> _Testo mostrato_:
------------------------------------------------------------------------
«Cualbu solo, chi voleva affossarci c'è riuscito»
Per mister Murgia la retrocessione parte da lontano: «Tortolì non regge più un campionato di Eccellenza»
All’indomani della sconfitta di Villaputzu col Porto Corallo, che ha sancito la retrocessione dall’Eccellenza alla Promozione dopo otto anni, il Tortolì prova a rialzare la testa. Il binomio Cualbu-Murgia, tanto contestato dai tifosi, crede in un nuovo progetto e tenta di rimettere in piedi i cocci di una stagione disgraziata, durante la quale tanti sono stati i problemi che hanno contribuito alla débâcle. Oltre alla difficoltà di natura economica, tanti gli episodi sfortunati (vedi le numerose autoreti che hanno condizionato l’andamento delle partite, l’ultima delle quali domenica scorsa per opera di Nicola Ruggeri) di un campionato terminato nel peggiore dei modi. Pino Murgia, 47 anni, tecnico “fatto in casa”, si dice amareggiato per l’epilogo della stagione, ma allo stesso tempo giura di aver dato tutto se stesso per la causa rossoblù e per questo si sente esentato da qualsiasi responsabilità. Lui, che da sempre ha una fede innata per la squadra che rappresenta la sua città, si dice disposto a proseguire l’avventura anche in Promozione, a patto che si parli di un progetto serio e costruttivo. Se dovesse abbandonare, le opportunità di lavoro più realistiche arrivano da paesi calcisticamente affamati di una ribalta internazionale, come la Macedonia e l’Indonesia. Dalla sua parte, forse, non ci sono i tifosi, che ne chiedono immediatamente la testa. Nel capoluogo ogliastrino, sarà un’estate caldissima in tutti i sensi. Il calcio gode di un’altissima considerazione e tutti già s’interrogano sul futuro dello storico club.
------------------------------------------------------------------------
> _Dati disponibili_:

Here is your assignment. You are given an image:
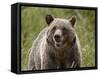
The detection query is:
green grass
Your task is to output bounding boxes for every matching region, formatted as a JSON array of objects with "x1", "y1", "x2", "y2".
------------------------------------------------------------------------
> _Enunciato del problema_: Indica dopo quanti anni il Tortolì retrocede dall'Eccellenza alla Promozione, secondo il testo mostrato.

> _Risposta al problema_: Dopo otto anni.